# TASK GOAL
Return every line of the listing below that contains the word "nose". Matching is case-sensitive.

________________________________________

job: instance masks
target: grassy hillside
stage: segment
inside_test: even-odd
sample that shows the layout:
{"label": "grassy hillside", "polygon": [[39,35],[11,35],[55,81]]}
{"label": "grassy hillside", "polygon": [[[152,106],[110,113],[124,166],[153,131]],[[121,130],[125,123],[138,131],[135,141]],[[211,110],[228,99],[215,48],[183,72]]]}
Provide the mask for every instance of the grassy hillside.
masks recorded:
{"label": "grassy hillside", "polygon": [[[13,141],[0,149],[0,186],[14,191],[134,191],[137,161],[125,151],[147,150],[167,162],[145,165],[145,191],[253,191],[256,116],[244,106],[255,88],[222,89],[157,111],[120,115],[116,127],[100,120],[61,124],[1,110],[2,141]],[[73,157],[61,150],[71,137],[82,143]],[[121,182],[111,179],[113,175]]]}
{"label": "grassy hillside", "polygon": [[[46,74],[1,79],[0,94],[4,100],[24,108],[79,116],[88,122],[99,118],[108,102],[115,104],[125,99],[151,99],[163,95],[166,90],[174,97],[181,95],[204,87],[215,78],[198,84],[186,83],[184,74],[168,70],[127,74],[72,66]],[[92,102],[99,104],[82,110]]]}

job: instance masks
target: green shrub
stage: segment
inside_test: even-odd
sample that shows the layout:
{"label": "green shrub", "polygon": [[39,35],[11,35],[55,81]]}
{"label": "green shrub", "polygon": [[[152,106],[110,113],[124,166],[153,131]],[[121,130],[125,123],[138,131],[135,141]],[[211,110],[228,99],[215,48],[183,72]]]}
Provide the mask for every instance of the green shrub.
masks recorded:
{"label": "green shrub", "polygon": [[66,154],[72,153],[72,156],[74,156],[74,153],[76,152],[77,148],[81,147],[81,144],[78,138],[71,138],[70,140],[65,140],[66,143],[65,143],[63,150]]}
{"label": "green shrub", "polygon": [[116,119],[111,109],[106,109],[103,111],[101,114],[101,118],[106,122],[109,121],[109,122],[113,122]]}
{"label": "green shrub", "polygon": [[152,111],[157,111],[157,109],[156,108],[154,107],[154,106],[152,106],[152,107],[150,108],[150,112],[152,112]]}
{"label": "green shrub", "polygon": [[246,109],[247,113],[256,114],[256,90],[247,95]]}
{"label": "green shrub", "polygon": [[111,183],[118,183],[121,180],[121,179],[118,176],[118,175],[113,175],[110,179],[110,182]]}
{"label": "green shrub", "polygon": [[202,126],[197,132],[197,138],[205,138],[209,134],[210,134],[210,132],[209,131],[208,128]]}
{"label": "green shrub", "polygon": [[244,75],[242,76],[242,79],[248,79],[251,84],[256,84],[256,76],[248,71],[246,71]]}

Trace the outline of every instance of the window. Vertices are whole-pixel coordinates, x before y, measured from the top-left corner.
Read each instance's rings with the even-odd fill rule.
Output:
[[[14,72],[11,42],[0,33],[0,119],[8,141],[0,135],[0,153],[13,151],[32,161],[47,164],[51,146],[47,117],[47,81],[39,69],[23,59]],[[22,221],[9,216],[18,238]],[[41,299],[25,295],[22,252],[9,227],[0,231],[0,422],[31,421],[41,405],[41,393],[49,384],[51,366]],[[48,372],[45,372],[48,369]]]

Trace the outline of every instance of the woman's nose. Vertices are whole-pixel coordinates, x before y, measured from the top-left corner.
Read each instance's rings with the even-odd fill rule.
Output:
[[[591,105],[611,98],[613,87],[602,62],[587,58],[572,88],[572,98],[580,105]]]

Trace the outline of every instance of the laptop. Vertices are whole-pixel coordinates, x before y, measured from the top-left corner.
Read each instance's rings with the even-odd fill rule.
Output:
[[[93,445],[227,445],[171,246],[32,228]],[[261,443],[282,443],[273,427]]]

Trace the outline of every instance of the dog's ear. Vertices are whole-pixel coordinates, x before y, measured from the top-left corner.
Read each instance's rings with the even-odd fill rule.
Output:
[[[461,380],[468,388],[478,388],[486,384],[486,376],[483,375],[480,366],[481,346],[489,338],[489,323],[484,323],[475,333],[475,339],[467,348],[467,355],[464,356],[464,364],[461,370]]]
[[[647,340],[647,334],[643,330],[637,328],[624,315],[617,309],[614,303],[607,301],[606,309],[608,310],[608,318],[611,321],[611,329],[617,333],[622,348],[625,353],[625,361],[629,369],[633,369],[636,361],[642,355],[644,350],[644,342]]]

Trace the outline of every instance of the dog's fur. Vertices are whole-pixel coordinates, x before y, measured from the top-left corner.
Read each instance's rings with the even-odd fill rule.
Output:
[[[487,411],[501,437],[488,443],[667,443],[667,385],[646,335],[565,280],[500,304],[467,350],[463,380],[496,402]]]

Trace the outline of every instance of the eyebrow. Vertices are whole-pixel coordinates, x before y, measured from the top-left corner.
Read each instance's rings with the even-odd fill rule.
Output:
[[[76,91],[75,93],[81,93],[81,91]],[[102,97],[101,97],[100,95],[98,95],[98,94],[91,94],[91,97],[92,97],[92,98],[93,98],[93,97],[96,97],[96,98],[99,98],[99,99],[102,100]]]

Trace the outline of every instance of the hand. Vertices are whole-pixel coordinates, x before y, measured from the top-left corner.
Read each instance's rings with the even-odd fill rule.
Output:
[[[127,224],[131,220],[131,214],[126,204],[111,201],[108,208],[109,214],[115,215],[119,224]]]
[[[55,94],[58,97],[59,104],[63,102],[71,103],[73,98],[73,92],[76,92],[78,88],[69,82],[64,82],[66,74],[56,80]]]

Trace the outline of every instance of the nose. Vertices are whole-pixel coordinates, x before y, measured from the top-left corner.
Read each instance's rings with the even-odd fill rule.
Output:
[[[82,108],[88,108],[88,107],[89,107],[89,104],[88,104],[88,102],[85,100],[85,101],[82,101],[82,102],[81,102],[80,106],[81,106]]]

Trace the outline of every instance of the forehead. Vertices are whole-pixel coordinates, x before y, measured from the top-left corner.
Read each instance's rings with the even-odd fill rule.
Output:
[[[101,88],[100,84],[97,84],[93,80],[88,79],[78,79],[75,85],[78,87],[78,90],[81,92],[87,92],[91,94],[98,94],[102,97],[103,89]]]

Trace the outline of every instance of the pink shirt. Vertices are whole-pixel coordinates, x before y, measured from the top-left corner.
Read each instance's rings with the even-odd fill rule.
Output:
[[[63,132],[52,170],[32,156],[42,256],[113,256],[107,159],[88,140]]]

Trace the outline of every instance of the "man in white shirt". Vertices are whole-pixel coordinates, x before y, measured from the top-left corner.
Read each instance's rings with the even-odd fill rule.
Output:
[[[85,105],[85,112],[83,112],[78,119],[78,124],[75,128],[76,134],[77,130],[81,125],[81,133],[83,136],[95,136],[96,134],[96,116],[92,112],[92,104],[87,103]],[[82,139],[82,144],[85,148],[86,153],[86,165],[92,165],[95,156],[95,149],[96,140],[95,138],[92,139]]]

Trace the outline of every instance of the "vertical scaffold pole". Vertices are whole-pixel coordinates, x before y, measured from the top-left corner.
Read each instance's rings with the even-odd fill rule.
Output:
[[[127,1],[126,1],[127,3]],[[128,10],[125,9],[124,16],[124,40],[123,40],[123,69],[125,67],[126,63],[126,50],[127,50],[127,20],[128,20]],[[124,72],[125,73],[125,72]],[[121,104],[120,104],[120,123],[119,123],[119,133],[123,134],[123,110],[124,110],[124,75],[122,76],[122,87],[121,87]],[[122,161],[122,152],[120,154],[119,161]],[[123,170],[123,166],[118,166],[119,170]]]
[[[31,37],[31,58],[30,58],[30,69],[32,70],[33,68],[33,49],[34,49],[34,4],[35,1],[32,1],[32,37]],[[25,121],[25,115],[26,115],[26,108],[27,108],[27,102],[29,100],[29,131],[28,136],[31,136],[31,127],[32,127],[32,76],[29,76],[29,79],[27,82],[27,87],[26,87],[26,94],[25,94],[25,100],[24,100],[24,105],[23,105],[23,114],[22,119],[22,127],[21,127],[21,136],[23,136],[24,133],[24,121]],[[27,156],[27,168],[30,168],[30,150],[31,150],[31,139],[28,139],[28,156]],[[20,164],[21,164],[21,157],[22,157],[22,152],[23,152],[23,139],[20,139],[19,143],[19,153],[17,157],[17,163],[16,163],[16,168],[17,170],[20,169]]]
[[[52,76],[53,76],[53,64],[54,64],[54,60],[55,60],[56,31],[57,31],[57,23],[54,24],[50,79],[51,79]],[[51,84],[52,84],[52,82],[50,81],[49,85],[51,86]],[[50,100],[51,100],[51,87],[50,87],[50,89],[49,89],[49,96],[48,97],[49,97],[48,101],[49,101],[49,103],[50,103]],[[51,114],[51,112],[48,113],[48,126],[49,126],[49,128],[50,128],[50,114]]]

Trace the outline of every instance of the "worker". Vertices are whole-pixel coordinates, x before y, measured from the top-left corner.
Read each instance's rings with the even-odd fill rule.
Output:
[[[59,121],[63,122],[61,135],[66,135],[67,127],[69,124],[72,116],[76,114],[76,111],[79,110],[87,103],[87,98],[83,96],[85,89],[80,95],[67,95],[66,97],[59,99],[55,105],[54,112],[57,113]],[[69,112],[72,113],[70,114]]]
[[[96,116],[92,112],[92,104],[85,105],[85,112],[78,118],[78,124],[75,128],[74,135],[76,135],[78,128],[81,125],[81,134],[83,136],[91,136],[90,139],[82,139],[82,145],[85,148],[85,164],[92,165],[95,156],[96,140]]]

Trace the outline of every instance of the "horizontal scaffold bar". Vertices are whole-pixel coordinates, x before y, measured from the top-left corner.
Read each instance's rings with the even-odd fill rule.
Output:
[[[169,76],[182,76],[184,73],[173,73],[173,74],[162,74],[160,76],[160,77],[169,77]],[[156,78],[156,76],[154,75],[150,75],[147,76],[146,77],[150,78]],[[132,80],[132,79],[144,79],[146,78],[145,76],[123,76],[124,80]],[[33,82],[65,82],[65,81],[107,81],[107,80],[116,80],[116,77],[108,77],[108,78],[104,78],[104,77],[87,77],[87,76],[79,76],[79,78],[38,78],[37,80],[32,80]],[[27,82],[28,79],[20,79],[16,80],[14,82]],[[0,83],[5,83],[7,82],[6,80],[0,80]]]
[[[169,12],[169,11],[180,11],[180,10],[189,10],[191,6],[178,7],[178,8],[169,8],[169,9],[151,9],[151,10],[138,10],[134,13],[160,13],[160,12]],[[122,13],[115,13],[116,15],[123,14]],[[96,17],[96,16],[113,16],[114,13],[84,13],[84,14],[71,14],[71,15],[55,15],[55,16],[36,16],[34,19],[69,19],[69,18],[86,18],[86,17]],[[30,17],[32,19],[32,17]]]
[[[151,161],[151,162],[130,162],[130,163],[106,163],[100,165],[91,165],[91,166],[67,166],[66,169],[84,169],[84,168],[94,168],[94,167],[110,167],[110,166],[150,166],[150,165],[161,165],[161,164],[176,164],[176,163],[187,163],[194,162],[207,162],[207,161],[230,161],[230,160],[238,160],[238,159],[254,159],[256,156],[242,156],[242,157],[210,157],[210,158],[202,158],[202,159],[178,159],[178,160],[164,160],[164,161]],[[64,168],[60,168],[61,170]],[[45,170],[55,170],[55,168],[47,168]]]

________________________________________

# EXERCISE ANSWER
Trace the outline of every instance of the woman's nose. Vertices are whole-pixel coordinates, x before y, measured from the top-left corner.
Trace the outline of every instance of the nose. Vertices are whole-pixel coordinates, x before y, measured from the top-left corner.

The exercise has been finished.